Dressez la liste de tous les maux du système éducatif malien que le texte fourni énumère juste après les mots « dégradation graduelle ».

--- Texte fourni ---

C’est un article fort intéressant qui mérite de notre part plus que des exégètes. Publié par la journaliste Sabine Cessou sur Rue89, il fait le tour, avec à l’appui des témoignages obtenus sûrement en faisant des pieds et des mains, des maux qui ont mis le système éducatif malien dans l’entonnoir d’une dégradation graduelle : corruption, piston, étudiants fictifs, salaires bas (pour les enseignants) et, pour clouer le bec à quiconque, les « Notes Sexuellement Transmissibles (N.S.T) ». Que conclue la journaliste ? Elle estime que la corruption à l’université n’est que la partie visible de l’iceberg quant à « ce mal généralisé qui a en partie conduit à la dislocation de l’armée et place le Mali à la sixième, en partant du bas, dans l’index des Nations Unies sur le développement humain.»
Disons tout de suite que Sabine Cessou n’a pas du tout fait d’une mouche un éléphant.
Les faits dénoncés sont là, bien connus de tous, même si on peut regretter que les solutions manquent toujours à l’appel. Et le jeunemalien et journaliste que je suis, ayant consacré beaucoup de chroniques à ce sujet qui n’intéresse que fort peu l’opinion publique nationale, est en droit de rire comme un bossu tant il est évident que ces phénomènes seront difficilement exclus de notre société. C’est indéniable, l’éducation est l’un des dossiers béton que le nouveau président, Ibrahim Boubacar Keïta, aura à affronter. Mais il ne faut pas se le cacher : I.B.K va passer tout son mandat à redresser les torts provoqués par plus de 20 ans de mal gouvernance et de mauvaise pratique de la démocratie.« L’école est le reflet de la société. L’argent est devenu roi et un système de corruption permet aux fils à papa d’acheter les notes ».

--- Données fournies ---

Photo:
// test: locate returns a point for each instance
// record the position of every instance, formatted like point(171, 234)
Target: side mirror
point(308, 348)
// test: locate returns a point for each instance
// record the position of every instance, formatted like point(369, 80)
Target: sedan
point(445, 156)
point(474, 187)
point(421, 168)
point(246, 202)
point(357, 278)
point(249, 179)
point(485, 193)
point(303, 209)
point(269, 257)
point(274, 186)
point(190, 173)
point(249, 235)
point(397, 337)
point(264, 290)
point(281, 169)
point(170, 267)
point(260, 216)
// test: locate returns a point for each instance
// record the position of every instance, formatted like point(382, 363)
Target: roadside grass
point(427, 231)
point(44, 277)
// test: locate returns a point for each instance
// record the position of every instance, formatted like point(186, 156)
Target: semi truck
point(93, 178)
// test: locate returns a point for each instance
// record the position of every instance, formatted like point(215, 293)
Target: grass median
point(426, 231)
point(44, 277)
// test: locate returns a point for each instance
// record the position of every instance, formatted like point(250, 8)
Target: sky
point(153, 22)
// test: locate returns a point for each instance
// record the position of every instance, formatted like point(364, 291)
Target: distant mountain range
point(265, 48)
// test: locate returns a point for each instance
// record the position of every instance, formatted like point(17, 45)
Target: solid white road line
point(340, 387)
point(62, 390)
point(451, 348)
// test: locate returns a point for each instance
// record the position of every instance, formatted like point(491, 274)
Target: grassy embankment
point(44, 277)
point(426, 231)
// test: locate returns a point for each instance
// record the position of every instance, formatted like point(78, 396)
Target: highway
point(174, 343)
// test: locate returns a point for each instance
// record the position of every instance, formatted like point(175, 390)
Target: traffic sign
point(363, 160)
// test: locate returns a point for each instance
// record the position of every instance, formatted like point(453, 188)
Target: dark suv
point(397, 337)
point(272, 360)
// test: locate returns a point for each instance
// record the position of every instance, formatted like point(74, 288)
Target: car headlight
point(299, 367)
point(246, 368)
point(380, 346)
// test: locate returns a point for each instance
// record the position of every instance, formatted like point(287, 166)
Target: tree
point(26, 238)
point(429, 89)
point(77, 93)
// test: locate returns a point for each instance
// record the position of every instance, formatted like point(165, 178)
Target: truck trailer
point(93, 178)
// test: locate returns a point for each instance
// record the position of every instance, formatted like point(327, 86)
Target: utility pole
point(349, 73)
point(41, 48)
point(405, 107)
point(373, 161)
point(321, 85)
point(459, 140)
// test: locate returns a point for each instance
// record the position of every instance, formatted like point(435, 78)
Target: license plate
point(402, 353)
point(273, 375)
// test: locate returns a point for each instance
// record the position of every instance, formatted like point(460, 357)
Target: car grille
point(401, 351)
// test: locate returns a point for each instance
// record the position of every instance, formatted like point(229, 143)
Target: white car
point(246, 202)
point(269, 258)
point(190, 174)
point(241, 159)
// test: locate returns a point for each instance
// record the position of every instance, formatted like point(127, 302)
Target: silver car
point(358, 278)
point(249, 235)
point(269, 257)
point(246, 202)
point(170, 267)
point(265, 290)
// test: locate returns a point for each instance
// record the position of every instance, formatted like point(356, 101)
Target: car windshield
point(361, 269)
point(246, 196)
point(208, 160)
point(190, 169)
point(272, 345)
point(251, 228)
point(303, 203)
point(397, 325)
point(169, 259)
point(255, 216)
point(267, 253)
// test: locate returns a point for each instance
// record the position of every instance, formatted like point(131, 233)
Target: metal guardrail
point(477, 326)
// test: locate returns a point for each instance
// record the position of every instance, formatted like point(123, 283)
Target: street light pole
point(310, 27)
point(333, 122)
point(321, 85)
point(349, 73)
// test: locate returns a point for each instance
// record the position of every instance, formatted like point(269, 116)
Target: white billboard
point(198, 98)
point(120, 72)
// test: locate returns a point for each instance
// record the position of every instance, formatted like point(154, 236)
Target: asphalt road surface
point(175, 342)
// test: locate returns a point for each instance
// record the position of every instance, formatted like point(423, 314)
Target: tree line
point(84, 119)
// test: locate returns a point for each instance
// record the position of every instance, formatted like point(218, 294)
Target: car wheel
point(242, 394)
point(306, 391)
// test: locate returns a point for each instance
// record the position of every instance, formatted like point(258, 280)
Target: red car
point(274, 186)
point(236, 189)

---
--- Données fournies ---

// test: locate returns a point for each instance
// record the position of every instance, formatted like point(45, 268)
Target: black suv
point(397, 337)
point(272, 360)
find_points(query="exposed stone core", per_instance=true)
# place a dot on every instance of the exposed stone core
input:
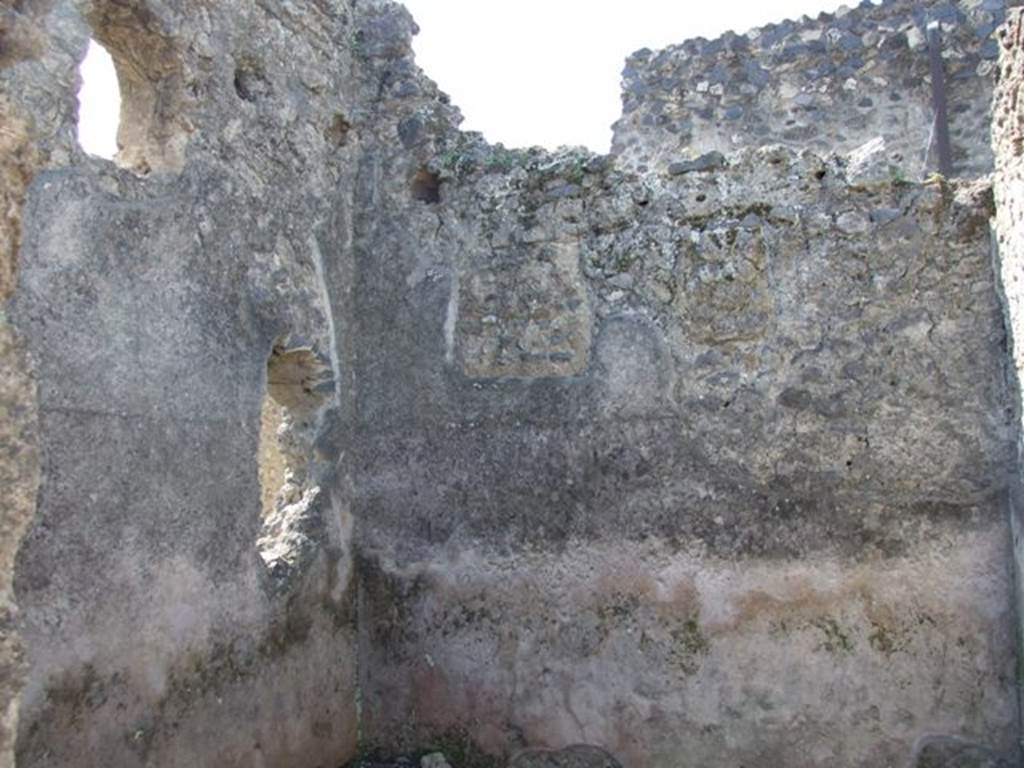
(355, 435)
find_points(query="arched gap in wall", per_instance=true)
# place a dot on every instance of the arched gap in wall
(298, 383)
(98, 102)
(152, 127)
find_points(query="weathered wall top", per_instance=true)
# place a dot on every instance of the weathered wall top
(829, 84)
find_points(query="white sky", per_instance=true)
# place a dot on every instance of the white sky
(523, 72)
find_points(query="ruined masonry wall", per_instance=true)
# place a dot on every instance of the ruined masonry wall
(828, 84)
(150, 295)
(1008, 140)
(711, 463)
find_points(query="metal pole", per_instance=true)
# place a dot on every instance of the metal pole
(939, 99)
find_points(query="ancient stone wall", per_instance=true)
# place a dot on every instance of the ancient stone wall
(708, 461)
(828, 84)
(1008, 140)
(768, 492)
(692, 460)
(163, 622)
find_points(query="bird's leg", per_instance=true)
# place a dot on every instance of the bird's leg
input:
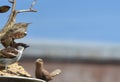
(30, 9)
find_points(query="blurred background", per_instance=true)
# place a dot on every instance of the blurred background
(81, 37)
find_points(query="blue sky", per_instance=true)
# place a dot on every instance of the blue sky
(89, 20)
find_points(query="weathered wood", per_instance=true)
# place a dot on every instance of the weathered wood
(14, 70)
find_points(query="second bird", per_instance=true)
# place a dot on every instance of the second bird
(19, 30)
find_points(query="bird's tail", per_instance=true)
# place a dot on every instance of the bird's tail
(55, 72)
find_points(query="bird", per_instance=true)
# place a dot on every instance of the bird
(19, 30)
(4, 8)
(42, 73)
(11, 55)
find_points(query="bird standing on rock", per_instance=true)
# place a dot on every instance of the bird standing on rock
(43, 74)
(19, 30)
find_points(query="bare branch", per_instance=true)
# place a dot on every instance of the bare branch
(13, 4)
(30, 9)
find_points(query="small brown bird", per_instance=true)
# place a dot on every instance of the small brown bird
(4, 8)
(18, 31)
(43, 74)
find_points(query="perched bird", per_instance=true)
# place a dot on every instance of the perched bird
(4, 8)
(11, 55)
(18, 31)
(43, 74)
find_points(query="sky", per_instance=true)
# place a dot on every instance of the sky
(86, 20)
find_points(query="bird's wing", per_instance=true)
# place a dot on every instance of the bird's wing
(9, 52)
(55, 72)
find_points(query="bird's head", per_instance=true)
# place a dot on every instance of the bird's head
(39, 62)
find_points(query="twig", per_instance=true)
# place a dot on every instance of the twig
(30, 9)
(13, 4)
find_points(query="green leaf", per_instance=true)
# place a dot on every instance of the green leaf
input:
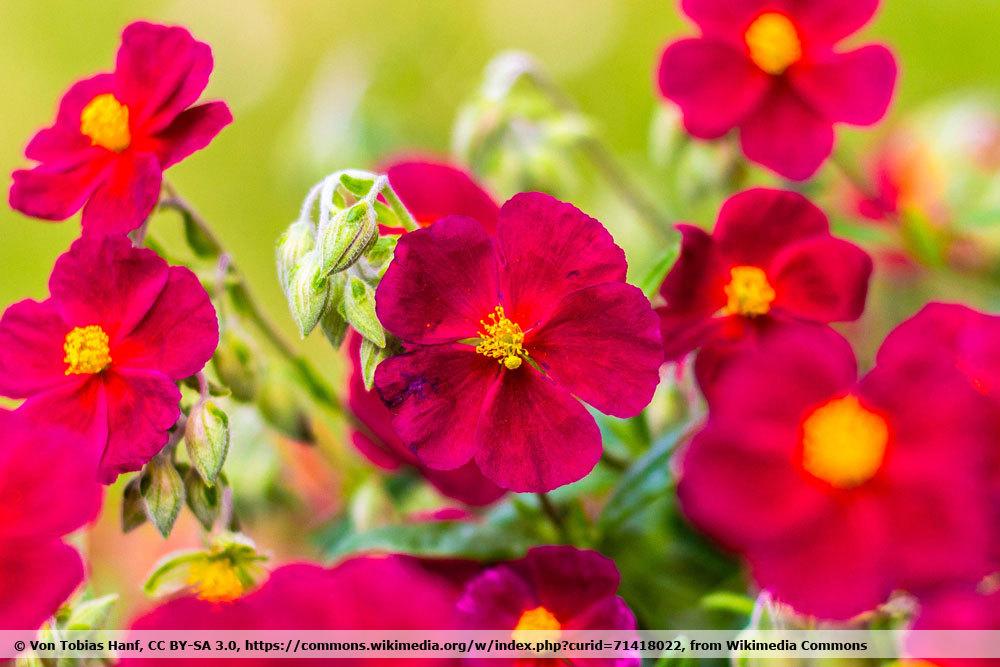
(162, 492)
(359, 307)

---
--- Données fournies ---

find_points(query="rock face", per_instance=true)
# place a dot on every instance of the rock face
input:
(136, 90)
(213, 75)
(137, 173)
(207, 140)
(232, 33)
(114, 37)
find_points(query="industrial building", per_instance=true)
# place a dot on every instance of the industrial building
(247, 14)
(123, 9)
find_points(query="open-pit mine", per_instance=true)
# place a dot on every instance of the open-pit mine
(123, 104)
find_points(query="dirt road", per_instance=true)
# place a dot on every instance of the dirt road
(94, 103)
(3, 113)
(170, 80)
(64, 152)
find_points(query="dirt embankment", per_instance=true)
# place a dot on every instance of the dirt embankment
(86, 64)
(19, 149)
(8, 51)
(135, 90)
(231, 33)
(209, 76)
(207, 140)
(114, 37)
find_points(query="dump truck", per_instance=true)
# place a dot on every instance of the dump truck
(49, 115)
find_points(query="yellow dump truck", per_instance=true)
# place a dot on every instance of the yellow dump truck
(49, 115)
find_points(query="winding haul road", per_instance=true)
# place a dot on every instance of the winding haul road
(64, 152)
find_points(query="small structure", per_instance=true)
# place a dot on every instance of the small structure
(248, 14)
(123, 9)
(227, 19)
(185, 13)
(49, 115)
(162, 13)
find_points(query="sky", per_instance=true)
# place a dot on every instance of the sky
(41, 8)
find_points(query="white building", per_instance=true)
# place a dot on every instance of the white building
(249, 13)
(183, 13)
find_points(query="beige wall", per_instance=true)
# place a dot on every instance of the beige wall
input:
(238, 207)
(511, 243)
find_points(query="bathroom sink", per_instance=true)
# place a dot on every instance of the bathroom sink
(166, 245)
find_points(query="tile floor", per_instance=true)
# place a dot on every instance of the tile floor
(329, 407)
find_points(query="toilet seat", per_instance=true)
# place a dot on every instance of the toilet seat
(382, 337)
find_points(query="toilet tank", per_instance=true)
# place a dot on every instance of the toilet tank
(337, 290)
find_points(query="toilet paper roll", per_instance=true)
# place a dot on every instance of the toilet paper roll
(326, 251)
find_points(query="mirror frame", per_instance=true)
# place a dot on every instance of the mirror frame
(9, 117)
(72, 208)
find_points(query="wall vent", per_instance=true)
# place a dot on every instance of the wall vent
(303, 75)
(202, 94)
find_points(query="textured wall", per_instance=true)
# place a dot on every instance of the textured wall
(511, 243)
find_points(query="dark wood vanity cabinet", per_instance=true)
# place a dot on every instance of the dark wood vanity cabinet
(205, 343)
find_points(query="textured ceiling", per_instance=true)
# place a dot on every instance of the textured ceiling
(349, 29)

---

_Tâche accomplie_
- la corruption
- le piston
- les étudiants fictifs
- les salaires bas (pour les enseignants)
- les « Notes Sexuellement Transmissibles (N.S.T) »